▶ _Problem to solve_
Exact copies of all the records below should be returned.

▶ _Record set_
-- -- --

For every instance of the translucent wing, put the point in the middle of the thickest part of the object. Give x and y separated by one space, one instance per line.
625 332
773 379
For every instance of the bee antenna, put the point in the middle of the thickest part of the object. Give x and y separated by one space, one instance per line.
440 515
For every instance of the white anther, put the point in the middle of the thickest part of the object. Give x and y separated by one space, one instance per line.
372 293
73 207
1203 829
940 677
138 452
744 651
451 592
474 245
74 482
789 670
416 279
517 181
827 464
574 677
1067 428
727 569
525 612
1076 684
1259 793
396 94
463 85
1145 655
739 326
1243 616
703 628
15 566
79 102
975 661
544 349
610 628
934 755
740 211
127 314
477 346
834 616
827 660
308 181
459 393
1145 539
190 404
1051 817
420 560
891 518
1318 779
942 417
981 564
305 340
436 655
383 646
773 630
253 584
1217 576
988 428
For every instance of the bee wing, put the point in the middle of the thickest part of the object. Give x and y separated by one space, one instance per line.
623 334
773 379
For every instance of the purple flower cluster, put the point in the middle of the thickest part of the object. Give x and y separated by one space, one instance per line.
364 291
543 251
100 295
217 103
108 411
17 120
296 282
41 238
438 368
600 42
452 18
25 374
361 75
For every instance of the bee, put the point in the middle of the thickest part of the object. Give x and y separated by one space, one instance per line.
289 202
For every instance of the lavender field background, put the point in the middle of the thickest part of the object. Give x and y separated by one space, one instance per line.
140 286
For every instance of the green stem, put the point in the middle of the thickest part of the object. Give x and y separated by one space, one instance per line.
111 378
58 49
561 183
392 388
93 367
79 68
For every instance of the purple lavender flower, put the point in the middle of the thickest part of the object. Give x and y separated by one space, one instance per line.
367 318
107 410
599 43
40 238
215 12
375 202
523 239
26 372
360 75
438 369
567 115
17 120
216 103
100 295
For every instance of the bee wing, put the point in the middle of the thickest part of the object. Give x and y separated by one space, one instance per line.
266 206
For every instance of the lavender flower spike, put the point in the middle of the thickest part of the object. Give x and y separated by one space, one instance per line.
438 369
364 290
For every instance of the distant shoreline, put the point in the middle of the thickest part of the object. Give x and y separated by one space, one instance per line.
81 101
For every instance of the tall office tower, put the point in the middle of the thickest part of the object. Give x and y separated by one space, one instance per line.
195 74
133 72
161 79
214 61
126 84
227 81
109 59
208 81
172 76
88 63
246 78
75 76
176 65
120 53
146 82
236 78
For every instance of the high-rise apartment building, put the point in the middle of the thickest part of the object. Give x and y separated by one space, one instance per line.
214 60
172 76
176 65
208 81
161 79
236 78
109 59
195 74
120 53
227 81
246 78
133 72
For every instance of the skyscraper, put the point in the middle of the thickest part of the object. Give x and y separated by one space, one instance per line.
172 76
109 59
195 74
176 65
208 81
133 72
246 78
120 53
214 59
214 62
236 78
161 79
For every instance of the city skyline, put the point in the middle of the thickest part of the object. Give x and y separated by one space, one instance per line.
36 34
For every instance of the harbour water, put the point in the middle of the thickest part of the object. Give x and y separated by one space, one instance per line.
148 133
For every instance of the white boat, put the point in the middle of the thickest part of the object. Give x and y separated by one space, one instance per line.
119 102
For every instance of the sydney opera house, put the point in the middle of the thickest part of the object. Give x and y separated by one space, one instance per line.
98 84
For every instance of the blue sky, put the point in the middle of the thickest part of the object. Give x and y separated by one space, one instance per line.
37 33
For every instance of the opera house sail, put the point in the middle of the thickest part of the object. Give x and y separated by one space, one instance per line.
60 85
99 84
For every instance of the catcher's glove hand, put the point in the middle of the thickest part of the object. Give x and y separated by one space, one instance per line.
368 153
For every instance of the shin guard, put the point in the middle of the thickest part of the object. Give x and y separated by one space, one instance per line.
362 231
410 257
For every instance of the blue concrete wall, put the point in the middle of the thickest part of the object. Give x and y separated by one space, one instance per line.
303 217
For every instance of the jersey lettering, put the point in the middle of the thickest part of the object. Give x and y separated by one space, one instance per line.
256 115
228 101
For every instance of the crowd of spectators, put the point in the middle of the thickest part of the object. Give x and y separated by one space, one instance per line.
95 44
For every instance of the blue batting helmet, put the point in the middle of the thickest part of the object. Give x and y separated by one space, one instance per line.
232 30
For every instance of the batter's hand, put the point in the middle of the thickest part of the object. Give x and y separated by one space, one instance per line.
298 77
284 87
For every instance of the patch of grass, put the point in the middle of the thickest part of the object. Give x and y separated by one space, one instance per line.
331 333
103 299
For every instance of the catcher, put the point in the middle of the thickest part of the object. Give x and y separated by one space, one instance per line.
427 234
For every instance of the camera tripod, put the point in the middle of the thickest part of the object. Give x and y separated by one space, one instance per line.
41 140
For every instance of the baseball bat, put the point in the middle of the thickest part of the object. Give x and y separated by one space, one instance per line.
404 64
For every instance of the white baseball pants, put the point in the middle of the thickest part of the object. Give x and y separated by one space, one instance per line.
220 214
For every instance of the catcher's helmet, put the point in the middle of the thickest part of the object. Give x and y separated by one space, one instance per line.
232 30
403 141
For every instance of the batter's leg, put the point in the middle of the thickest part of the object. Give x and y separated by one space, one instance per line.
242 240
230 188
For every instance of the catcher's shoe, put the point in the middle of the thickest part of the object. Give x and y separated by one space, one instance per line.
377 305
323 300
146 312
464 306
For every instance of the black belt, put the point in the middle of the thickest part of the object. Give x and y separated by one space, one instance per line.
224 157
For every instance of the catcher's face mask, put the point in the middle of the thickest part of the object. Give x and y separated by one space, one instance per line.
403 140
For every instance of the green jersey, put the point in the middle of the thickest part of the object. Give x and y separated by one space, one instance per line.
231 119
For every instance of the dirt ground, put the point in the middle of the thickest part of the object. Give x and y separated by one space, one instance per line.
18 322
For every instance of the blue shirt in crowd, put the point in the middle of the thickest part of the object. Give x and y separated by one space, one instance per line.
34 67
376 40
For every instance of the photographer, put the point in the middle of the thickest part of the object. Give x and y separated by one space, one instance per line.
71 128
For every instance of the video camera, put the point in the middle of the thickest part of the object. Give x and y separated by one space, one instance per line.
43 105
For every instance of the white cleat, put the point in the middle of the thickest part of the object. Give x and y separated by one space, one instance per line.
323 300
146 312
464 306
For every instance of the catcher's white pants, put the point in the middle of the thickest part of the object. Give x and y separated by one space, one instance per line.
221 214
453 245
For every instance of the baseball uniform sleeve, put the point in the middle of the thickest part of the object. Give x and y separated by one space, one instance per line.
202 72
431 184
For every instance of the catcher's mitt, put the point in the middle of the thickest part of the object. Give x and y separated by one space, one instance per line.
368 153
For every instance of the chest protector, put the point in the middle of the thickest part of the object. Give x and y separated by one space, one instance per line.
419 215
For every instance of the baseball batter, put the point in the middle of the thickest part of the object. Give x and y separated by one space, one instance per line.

-- -- --

▶ _Task solution_
For every instance of the translucent wing, put the point in the middle of the thickest part of the object. Give x and y separated by one space, one instance per line.
625 332
773 379
For every instance of the bee antenna, put the point in the middle of the thickest part of the object. Give x and y separated by one space, one instance per line.
440 515
For every instance of the white anther, put the point in the middle of the thickest part of the object. Give x and y separated by one space, one instance per line.
372 293
73 207
1203 829
940 677
138 452
744 651
451 592
474 245
74 482
789 670
416 279
517 181
827 464
574 677
1067 428
727 569
525 612
1076 684
1259 793
396 94
463 85
1145 655
739 326
1243 616
703 628
15 566
79 102
975 661
544 349
610 628
934 755
740 211
127 314
477 346
834 616
827 660
308 181
459 393
1145 539
190 404
1051 817
420 560
891 518
1318 779
942 417
981 564
305 340
436 655
383 646
773 630
253 584
1217 576
988 428
For every instance of the bee wing, put the point in the middle of the thickest part of the object. Give x and y separated by one space, one instance per line.
623 334
773 379
For every instance of the purple flower cluster, put the point in the middle of the thickest part of the object. Give x and y separated by one space, one instance per line.
364 291
543 251
100 295
217 103
108 411
17 120
296 282
41 238
438 368
600 42
452 18
25 374
361 75
For every instance of the bee, put the point in the middle of the thickest part of the object. Give x and y separated by one space, one instance per line.
289 202
For every instance of the lavender field background, put the point in the middle of the thickest part of the object. Give x and y separated by one space, one instance per line.
140 286
For every instance of the green stem, put the point in the middle of the thickest part of the object. Give x and y separated by one space, one instance per line.
111 378
58 49
561 183
392 388
93 367
79 68
For every instance of the purple lavender flower, put the point in the middle of the thickest part of the object. Give x and y separated by one space, one instance per line.
367 318
107 410
599 43
40 238
215 12
375 202
523 239
26 372
360 75
438 369
567 115
17 120
216 103
100 295
For every instance of the bee wing, put the point in the middle of the thickest part of the object. Give x and y separated by one space, one instance per line.
266 206
For every instance of the lavender flower spike, put the point in the middle of the thickest part of the object. Give x and y separated by one space, one instance per line.
438 369
364 290
For every instance of the distant shoreline, put the point in the middle of the thickest part of the object. Give x and y separated by one space, one instance per line.
81 101
For every instance of the tall office tower, put the point in the middle of the thickest part of the object. Give x and y separated by one space, one instance per line.
195 74
133 72
161 79
214 61
126 84
227 81
109 59
208 81
172 76
88 63
246 78
75 76
176 65
120 53
146 82
236 78
For every instance of the high-rise apartment building, put the point in the middle of the thickest part of the object. Give x and y separated by one space, one instance per line.
214 60
172 76
176 65
208 81
161 79
236 78
109 59
195 74
120 53
227 81
246 78
133 72
For every instance of the skyscraper, put the point in the middle of the thickest part of the object. Give x and y separated by one space, one instance per line.
172 76
109 59
195 74
176 65
208 81
133 72
246 78
120 53
214 59
214 62
236 78
161 79
For every instance of the city skyline, put the point in the middle of the thickest part of the object. Give x and y separated by one space, one instance per line.
36 34
For every instance of the harbour water, put the point in the middle of the thickest part of the object. Give x and y separated by one space, one instance per line.
148 133
For every instance of the white boat, put the point in the middle of the thickest part of the object. Give x and y separated by one space, one instance per line.
119 102
For every instance of the sydney opera house, put the point in the middle of the thickest part of the object. Give x and y separated by one space, one instance per line.
98 84
For every instance of the blue sky, put the point in the middle of the thickest part of the object. Give x and y separated by one space, one instance per line.
37 33
For every instance of the opera house sail, put the point in the middle of the thickest part of the object. Give x and y separated by one space, one instance per line.
60 85
99 84
For every instance of the catcher's glove hand, put the point in the middle of the thickest part of the object. Give x and y separated by one space, one instance per line.
368 153
For every instance of the shin guard, put the point in the middle of the thickest part of the object. Give x and y separated by one space, one instance per line.
362 231
410 257
For every instance of the blue concrete wall, put the point in the middle of the thickest part of the object. Give x and y separated by one space, one instance per line.
303 217
For every instance of the jersey lettering, put the point in the middle of the thickest part of the object. Give x and y separated by one space, one instance per line.
256 115
228 101
For every instance of the crowd of spectators, put the point in the middle of the thickest part of the object. Give x and y separated by one space, one instance per line.
95 44
For every instance of the blue batting helmet, put the point in the middle of the thickest part of the object. Give x and y separated by one space, one instance per line.
232 30
For every instance of the batter's hand, put the point in the middle of the thickest part of the object. Give x and y separated by one space, one instance per line.
298 77
284 87
For every instance of the patch of grass, put the point in the middle of the thickest part of the object. Give x and y separated by one space, one instance per line.
331 333
103 299
For every instance of the catcher, put the point in the middle of the thickest part of the object. Give x and y separated by one space, one instance per line.
427 234
For every instance of the camera tripod, put the point in the middle of the thickest part of the object. Give x and y separated by one space, one instance per line.
41 140
For every instance of the baseball bat, put the point in the middle of the thickest part of the object. Give x and y separated by one space, one instance per line.
404 64
For every instance of the white baseball pants, put the point in the middle of the thickest part of the object. Give x and y separated by one space, one instance per line.
220 214
For every instance of the catcher's helmet, put the point in the middle of the thickest part of the object. Give x and y separated by one space, one instance per line.
232 30
403 141
For every instance of the batter's leg, put the point in the middle of the thickest part of the object. Give x and y separated by one space, one instance per line.
242 240
230 188
For every instance of the catcher's shoe, put the point in the middle of the thickest part of the object. Give x and y separated by one space, one instance per line.
377 305
323 300
146 312
464 306
For every instance of the black belt, put the point in the middle of the thickest part of the object. Give x and y separated by one space, one instance per line.
224 157
For every instance of the catcher's face mask, put the point in the middle of the thickest part of the object. Give x and y separated by one space, one instance per line.
403 140
For every instance of the green jersey, put the point in the middle of the thickest part of the object. Give x and y separated by one space, one instance per line.
231 119
For every instance of the dirt ground, put the point in the middle of the thickest part of the object. Give x and y separated by one space, one instance per line.
18 322
For every instance of the blue shirt in crowd, put the point in the middle of the thickest part of the object. Give x and y separated by one space, one instance per line.
34 67
376 40
For every instance of the photographer, put the point in the middle of the thickest part of the object. Give x and y separated by one space, one instance per line.
71 128
For every instance of the video camera, put the point in the middle of the thickest part of the object. Give x and y separated by one space, one instance per line.
43 105
For every instance of the white cleat, put the point in the middle of the thickest part of the object. Give x and y separated by one space, one instance per line.
323 300
146 312
464 306
For every instance of the catcher's white pants, put the point in the middle of the thickest part of the object. Give x and y separated by one space, one instance per line.
221 214
453 245
For every instance of the baseball uniform sleeve, put the point in the middle of the thickest part of the object. Give x and y separated by one space, one instance per line.
202 72
431 184
For every instance of the catcher's mitt, put the point in the middle of the thickest part of the object. Give x and y separated by one space, one instance per line.
368 153
For every instance of the chest protector, put the point in the middle of the thickest part of the object. Give x and y separated by one space, one instance per line.
419 215
For every instance of the baseball batter, put the point in the middle of the thickest part of the object. Give x and y separated by one space, one instance per line.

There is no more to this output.